Aufgabe 1> Gib wortgetreu jede der unten folgenden Zeilen an, in der die Zeichenfolge „water“ vorkommt.

Die besten Gerichtsfilme und Justizthriller der 90er Jahre

Einen kleinen Thrillernachschlag haben wir noch…  auch wenn das meiste hier ein bisschen weiter geht. Gute Gerichtsfilme vermögen es nämlich weitaus mehr zu sein als übliche Crime-Kost. In der stickigen und klaustrophobischen Atmosphäre von Gerichtssälen können sich große menschliche Dramen abspielen, spannende Krimis und sogar – wie zumindest einer unserer Filme unter Beweis stellt – höchst amüsante Komödien. Das Gericht wird mit seinen eigenen Spielregeln und sozialen Schranken zum Schauplatz von Universellem, Speziellen, von Zwischenmenschlichem, von Würde, Kampf aber auch von Abgründen… Anyway, in all den hier genannten hervorragenden Filmen steht Justizia im Mittelpunkt, mal blind, mal sehend, mal abwägend, mal der Gerechtigkeit zum Sieg verhelfend. Großartige Kammerspiele unter den Händen des Gesetzes. Nach dem Klick…

Aus Mangel an Beweisen [Alan J. Pakula]

(USA 1990)

Aus Mangel an Beweisen kombiniert auf grandiose Weise Elemente des Psychothrillers, Ermittlunsgkrimis und Anwaltsdramas und generiert daraus einen komplexen, in sich schlüssigen und vor allem detaillverliebten Justizthriller. Im Mittelpunkt steht Harris Ford als ermittelnder Staatsanwalt, der zuerst mit seiner eigenen Verwicklung in einen Fall hardern muss und sich schließlich, plötzlich selbst auf der Anklagebank wiederfindet. Dazwischen etabliert Alan J. Pakula einen präzisen Blick auf das amerikanische Justizsystem und auf die politischen Ränkespiele, die im Schatten Justizias stattfinden. Ein gelungener Balanceakt zwischen klassischem 90er Jahre Thriller und klaustrophobischem Gerichtsdrama, der geschickt mit seinen moralischen Disposition spielt und so manche Finten und überraschenden Plot-Twists bereit hält.

Eine Frage der Ehre [Rob Reiner]

(USA 1992)

Die filmische Umsetzung von Aaron Sorkins Bühnenstück „A few good Men“ ist ein exzellenter, perfekt komponierter Militär- und Gerichtsthriller, der sich geschickt zwischen Drama und Krimi bewegt. Immer am Rande der militärischen Glorifizierung balancierend packt Rob Reiner (Harry und Sally, Misery) doch genug Kritik an den innermilitärischen Zuständen in sein hochspannendes und kühles Kammerspiel, um nie allzu sehr der Faszination von Prunk und Gloria zu verfallen. Getragen wird „Eine Frage der Ehre“ dabei vor allem vom hervorragenden Cast, von den Kontrahenten Jack Nicholson und Tom Cruise, über die Supporting Acts (Demi Moore darf beweisen, dass sie was kann und hätte hier durchaus mehr Leinwandzeit verdient, ebenso wie Kevin Pollack) bis hin zu den kleinsten Nebenrollen. Ein packender und edler Militärthriller, der auch nach 20 Jahren nichts an Brisanz und Aktualität eingebüßt hat.

Gegebene Zeilen>
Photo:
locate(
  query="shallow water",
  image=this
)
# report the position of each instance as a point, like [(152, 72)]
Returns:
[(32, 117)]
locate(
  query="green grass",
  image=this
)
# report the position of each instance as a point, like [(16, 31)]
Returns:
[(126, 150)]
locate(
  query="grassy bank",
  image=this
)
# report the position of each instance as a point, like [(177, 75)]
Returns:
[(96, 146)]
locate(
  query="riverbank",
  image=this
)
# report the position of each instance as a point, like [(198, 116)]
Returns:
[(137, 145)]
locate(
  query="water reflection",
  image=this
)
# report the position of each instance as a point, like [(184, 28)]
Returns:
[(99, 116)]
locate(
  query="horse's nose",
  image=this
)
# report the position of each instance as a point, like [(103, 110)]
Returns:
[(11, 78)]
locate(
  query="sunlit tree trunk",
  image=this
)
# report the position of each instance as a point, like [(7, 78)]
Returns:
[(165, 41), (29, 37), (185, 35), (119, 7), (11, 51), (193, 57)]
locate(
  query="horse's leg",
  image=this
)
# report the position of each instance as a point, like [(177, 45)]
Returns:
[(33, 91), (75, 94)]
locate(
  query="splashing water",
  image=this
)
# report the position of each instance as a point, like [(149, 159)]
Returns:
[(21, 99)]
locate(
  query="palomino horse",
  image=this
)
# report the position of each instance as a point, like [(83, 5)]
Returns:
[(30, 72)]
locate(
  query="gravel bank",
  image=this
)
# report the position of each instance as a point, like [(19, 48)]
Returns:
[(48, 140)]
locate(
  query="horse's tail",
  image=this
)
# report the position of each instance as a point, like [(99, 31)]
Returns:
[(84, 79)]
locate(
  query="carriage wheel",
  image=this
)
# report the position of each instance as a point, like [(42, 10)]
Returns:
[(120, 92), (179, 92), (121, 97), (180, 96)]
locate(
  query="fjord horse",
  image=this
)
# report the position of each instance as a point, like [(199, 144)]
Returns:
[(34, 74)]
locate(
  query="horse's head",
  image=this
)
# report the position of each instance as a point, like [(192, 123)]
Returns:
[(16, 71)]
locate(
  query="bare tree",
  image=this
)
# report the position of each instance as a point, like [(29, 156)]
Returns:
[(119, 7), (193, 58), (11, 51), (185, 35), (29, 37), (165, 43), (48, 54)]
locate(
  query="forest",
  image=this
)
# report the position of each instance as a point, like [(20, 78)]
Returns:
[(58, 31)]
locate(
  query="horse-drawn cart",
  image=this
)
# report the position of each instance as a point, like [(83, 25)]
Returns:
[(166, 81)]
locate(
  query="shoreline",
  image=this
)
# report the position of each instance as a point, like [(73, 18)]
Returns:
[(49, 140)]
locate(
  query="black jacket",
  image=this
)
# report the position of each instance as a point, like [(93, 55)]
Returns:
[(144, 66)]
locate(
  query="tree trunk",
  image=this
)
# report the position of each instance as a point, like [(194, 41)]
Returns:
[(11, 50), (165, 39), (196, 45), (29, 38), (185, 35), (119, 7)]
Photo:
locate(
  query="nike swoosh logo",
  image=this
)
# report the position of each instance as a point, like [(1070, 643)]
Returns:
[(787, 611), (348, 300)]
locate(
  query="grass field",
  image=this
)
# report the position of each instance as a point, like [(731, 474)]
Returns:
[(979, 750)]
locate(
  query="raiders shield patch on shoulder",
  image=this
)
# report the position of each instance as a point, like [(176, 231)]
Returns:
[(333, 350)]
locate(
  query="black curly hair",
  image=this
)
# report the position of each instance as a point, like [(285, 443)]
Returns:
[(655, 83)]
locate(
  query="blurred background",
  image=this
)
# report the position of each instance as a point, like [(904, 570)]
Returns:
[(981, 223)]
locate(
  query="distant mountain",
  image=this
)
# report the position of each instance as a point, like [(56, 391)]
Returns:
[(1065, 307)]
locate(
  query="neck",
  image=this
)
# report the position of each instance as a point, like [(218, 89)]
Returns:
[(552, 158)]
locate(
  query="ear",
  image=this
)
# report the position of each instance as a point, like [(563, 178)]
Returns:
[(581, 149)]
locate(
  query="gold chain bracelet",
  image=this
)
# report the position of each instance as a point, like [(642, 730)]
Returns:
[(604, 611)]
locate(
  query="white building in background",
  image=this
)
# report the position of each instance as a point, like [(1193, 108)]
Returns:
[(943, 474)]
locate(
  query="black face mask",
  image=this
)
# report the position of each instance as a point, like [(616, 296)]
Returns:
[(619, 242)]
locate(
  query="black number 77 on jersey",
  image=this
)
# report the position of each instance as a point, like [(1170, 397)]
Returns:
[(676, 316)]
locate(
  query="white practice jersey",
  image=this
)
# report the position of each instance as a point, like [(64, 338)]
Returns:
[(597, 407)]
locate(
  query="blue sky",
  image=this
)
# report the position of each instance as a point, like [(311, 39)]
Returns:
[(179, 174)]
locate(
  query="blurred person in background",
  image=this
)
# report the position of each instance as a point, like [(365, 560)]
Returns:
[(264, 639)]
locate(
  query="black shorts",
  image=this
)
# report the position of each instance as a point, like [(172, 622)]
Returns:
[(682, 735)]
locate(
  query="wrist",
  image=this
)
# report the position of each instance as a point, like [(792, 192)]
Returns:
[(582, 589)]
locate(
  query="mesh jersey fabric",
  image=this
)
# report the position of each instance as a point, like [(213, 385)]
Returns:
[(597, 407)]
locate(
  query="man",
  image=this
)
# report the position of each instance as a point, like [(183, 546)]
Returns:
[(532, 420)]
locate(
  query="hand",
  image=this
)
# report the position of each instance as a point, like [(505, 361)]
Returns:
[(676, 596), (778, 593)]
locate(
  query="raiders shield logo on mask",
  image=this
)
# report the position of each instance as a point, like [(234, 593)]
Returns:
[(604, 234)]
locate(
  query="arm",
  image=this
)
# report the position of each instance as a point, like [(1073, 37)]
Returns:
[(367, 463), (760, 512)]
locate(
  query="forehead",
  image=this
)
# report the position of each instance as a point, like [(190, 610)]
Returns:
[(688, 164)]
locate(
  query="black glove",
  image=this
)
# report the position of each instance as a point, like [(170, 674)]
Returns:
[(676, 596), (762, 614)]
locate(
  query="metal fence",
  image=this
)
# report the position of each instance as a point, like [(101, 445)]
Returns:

Aufgabe 2> Auf welchem Bühnenstück beruht laut dem Textauszug der Film „Eine Frage der Ehre“?

Richtige Lösung 1>
  query="shallow water",
  query="water reflection",
  query="splashing water",

Richtige Lösung 2> Auf Aaron Sorkins Bühnenstück „A few good Men“.